◆ Lista de tareas:
(a) Devuelva literalmente el pasaje del texto sobre Elena Garro que comienza en las palabras "La figura de" y termina después de las palabras "el tiempo solamente.".
(b) Responda, con base en el texto sobre Elena Garro, las siguientes preguntas:
(i) ¿Qué es actualmente el Centro Cultural Elena Garro, según el texto?
(ii) ¿En qué auditorio se celebró la ceremonia de apertura del coloquio de Nuevos Cronistas de Indias 2?
(iii) ¿Hasta cuántos ejemplares creció la producción editorial anual del Fondo de Cultura Económica durante la gestión de Consuelo Sáizar?
(c) Prosiga el texto sobre Elena Garro a partir de su última oración.

◆ Texto de lectura:
▼

La animación es bella, pero, creo, no tendrá nunca la falibilidad de la actuación de un humano, sus accidentes, sus momentos iluminados. Las experiencias contenidas o puestas al servicio de una emoción. Me gusta ver la cara de los actores, sus arrugas, sus defectos, sus manierismos, reconocerlos después, volver a verlos en el recuerdo y asociarlos con la emoción suscitada por la ficción.
“Amada y odiada”, dice sobre Elena Garro una reseña dedicada al Centro Cultural a su nombre.
Hay que leer a Elena Garro, primero y más importante.
Ahora no logro recordar dónde leí que Octavio Paz consideraba a Elena Garro la mejor escritora de México.
La figura de una mujer que vive detrás de las sombras de su esposo, porque este esposo era Octavio Paz, ya siempre fue Octavio Paz, mientras Elena Garro fue siendo Elena Garro con el tiempo solamente.
Ahora hay un Centro Cultural a su nombre, eco sureño del Rosario Castellanos de la Condesa. Que estas dos mujeres hayan sido parte de otro centro cultural (el de la Casa del Lago) hace muchos años, y en él se hayan formado y constituyeran, con otros, con Inés Arredondo, con Juan García Ponce, con Juan José Arreola, con Juan Vicente Melo, una generación denominada por el mismo centro cultural, habla de un esperanza o un memorial.
Ahora sólo (otra promesa) es una librería Educal en el corazón de Coyoacán, pero pronto podrá ser muchas cosas. Sede alterna de la Cineteca (el gran proyecto de restauración del CNCA), foro fotográfico, galería, centro de presentación de libros y conferencias. El techo del auditorio –aún no terminado– es el límite. A lo mejor se proyecta un regreso cultural a Coyoacán, hogar histórico de mentes brillantes, que ha aprovechado mejor que otras delegaciones el concepto de casa-museo.
Para escribir del Elena Garro imagino un reportaje que tal vez nunca escriba, con algún retrato de Consuelo Sáizar en medio. Para eso tendría que observarla más y hablar con ella muchas veces, y narrar esos encuentros con algún detalle o leitmotiv que aparezca tanto al principio como al final. Seguramente mencionaría que es muy segura de sí misma. Rememoraría la última vez que la vi en un evento, en la ceremonia de apertura del coloquio de Nuevos Cronistas de Indias 2, en el auditorio Torres Bodet del Museo de Antropología. La forma en que interrumpía su discurso cada tanto para saludar, sonriente, a escritores y periodistas en las hileras cercanas al podio. Esta naturalidad. Su visión empresarial: su biografía en Wikipedia informa que, en su gestión, la producción editorial anual del Fondo de Cultura Económica creció de 1 millón a 4 millones de ejemplares y que las nueve filiales del Fondo de Cultura Económica en el extranjero (de Buenos Aires a Madrid) se convirtieron en distribuidoras de fondos editoriales mexicanos.
Dejar una nota al aire, un juicio que tal vez nunca venga.

▲

◆ Registros guardados:
▼

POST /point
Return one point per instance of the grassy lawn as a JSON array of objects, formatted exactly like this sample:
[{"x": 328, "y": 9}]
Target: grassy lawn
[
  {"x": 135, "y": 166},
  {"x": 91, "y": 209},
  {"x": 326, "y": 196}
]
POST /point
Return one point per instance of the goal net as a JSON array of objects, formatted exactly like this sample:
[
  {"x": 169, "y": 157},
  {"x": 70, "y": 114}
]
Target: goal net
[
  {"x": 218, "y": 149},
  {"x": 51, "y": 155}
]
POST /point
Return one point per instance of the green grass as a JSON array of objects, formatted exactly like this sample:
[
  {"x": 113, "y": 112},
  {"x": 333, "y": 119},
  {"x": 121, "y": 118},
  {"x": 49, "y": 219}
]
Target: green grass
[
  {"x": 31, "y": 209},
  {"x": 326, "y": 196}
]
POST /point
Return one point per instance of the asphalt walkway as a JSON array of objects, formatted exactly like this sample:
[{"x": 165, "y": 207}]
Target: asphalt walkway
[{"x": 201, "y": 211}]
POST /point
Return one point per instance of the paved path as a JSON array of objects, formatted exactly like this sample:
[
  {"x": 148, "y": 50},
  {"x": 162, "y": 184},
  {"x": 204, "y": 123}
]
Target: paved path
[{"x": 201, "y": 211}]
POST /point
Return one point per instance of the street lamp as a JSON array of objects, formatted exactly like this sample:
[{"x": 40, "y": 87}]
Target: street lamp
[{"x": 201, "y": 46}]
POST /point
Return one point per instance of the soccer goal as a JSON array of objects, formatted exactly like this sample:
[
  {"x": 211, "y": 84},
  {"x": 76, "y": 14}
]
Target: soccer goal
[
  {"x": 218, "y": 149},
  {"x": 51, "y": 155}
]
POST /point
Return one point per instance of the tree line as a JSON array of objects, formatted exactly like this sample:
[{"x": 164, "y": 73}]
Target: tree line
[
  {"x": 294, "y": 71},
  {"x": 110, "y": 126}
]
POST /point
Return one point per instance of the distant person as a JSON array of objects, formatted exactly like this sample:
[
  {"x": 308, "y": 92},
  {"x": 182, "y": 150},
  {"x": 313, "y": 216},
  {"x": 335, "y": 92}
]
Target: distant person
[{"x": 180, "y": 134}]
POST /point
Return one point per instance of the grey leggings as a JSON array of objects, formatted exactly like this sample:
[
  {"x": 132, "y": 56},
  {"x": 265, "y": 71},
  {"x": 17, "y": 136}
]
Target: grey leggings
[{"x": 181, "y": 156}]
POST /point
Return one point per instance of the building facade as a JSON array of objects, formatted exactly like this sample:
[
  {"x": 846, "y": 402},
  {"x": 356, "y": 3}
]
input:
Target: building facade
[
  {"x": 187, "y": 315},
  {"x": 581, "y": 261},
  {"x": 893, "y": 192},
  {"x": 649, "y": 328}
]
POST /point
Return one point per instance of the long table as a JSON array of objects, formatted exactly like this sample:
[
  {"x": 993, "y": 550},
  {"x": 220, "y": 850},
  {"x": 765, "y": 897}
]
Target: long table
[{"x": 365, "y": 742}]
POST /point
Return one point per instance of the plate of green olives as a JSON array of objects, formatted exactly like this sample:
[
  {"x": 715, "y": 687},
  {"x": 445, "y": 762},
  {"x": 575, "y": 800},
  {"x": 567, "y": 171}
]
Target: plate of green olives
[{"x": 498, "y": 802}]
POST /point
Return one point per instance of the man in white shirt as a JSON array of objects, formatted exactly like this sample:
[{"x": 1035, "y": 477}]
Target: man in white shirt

▲

◆ Respuestas:
(a)
La figura de una mujer que vive detrás de las sombras de su esposo, porque este esposo era Octavio Paz, ya siempre fue Octavio Paz, mientras Elena Garro fue siendo Elena Garro con el tiempo solamente.

(b)
(i) Una librería Educal en el corazón de Coyoacán.
(ii) En el auditorio Torres Bodet del Museo de Antropología.
(iii) Hasta 4 millones de ejemplares.

(c)
Este reportaje imaginario contendría una entrevista con Fernanda Canales, la arquitecta del CC Elena Garro. Anticipo ahora que la charla se decantaría por sus influencias arquitectónicas, su visión de integración del entorno con la arquitectura y la importancia del espacio público en la ciudad (acá resistiría el impulso de mencionar algún detalle de su personalidad, dependiendo de lo que concluya de la entrevista, para aportarle un criterio velado al lector). En el párrafo siguiente volvería a algo que seguramente debí decir al principio, en un bloque introductorio. En éste se haría una breve narración del predio y la casona que ahora ocupa el centro cultural Elena Garro en el barrio de La Concepción, y del pleito entre el Comité Vecinal de Coyoacán y Conaculta. Los primeros alegan, y fueron avalados por el Tribunal de lo Contencioso Administrativo del Distrito Federal, que el predio es de uso habitacional y por tanto es ilegal construir una librería ahí.
La escena de la manifestación afuera de la apertura y las palabras de las que se hizo un vecino con Elena Poniatowska (Milenio, 05/10/12)) sería la más chistosa. Vendrían términos jurídicos, los abogados de ambas partes. “Pero es Conaculta”, me dice alguien un día, como zanjando el asunto y pues ya está.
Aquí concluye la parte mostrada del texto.